Der Vater hatte sich die Filme aus der inzwischen nicht mehr existierenden titelgebenden Videothek namens Videotime ausgeliehen und dank ausgeklügelter Technik im heimische Hifi-Schrank Raubkopien davon angefertigt. Die Sammlung wurde in einem dicken Ordner feinsäuberlich indexiert und ergänzt durch Artikel zu den jeweiligen Filmen, die der Vater aus der Fernsehzeitung ausgeschnitten hatte. Nicht minder gesetzwidrig war, dass der Vater seine beiden Söhne gerne auch Filme anschauen ließ, die für ihr Alter noch keineswegs freigegeben waren.

Neben der noch eher unverfänglichen Verfilmung der "Unendlichen Geschichte" bekam der Erzähler demnach schon in jungen Jahren so einiges zu sehen: "Total Recall" mit Arnold Schwarzenegger, Schocker wie "Der Exorzist", "The Devil in Miss Jones", einen Arthouse-Porno der härteren Sorte, oder einen wuchtigen Actionfilm wie "Universal Soldier". Während der Bruder bald die Lust an diesen verbotenen "Mutproben", wie sie es nennen, verliert und sich lieber wieder seiner Tenniskarriere widmet, taucht der Erzähler immer tiefer ein in die Filmwelten, die da zu Hause herumstehen.

* [AUFGELISTETE ZEILEN]
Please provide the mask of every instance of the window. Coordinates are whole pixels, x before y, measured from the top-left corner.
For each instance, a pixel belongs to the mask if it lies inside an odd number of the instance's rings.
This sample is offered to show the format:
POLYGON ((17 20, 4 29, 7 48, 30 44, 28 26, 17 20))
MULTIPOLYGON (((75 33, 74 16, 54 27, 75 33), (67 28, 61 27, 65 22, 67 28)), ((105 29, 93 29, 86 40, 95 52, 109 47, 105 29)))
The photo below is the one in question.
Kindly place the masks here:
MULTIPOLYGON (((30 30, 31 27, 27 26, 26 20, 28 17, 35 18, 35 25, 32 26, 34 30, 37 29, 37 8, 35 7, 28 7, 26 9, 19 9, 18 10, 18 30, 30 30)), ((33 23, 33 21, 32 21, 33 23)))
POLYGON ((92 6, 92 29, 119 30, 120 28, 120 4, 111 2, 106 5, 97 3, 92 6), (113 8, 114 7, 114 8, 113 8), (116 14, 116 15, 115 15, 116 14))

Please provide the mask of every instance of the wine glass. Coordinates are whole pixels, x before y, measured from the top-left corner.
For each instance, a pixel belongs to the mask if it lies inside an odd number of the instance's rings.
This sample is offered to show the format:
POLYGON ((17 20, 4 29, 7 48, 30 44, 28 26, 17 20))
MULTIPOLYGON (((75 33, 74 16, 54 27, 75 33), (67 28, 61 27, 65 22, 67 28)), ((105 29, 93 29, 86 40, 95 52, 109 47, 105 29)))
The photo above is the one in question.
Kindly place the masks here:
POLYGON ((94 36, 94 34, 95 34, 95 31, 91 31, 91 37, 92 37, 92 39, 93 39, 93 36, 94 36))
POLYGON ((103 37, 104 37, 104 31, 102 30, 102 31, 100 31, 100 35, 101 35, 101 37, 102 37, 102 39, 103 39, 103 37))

* [ZU ERLEDIGEN]
1 – Zitieren Sie aus dem Text wörtlich die Stelle, die bei „Neben der noch“ beginnt und bei „zu Hause herumstehen.“ endet.
2 – Welche Filme nennt der Text beim Titel?
Die Zeilen haben mit dem Text nichts zu tun.

* [ANTWORTEN IN REIHENFOLGE]
1 –
Neben der noch eher unverfänglichen Verfilmung der "Unendlichen Geschichte" bekam der Erzähler demnach schon in jungen Jahren so einiges zu sehen: "Total Recall" mit Arnold Schwarzenegger, Schocker wie "Der Exorzist", "The Devil in Miss Jones", einen Arthouse-Porno der härteren Sorte, oder einen wuchtigen Actionfilm wie "Universal Soldier". Während der Bruder bald die Lust an diesen verbotenen "Mutproben", wie sie es nennen, verliert und sich lieber wieder seiner Tenniskarriere widmet, taucht der Erzähler immer tiefer ein in die Filmwelten, die da zu Hause herumstehen.

2 –
- die Verfilmung der „Unendlichen Geschichte“
- „Total Recall“
- „Der Exorzist“
- „The Devil in Miss Jones“
- „Universal Soldier“